Task to complete: Copying each record below exactly is the whole task.

Data shown:
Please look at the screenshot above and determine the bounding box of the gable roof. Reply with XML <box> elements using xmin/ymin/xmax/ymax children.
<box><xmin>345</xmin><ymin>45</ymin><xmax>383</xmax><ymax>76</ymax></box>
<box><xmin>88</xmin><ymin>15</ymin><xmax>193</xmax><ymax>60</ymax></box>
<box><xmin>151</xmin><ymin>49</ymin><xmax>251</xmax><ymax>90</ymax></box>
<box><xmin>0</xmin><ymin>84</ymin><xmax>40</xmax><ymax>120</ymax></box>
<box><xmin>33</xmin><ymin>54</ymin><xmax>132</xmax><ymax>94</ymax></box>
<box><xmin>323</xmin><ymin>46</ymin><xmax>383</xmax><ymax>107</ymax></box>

Written solution:
Please look at the screenshot above and determine the bounding box of the gable roof. Reply with XML <box> elements using xmin/ymin/xmax/ymax children.
<box><xmin>345</xmin><ymin>45</ymin><xmax>383</xmax><ymax>76</ymax></box>
<box><xmin>88</xmin><ymin>15</ymin><xmax>193</xmax><ymax>60</ymax></box>
<box><xmin>151</xmin><ymin>49</ymin><xmax>251</xmax><ymax>90</ymax></box>
<box><xmin>0</xmin><ymin>84</ymin><xmax>40</xmax><ymax>120</ymax></box>
<box><xmin>33</xmin><ymin>54</ymin><xmax>132</xmax><ymax>94</ymax></box>
<box><xmin>323</xmin><ymin>46</ymin><xmax>383</xmax><ymax>107</ymax></box>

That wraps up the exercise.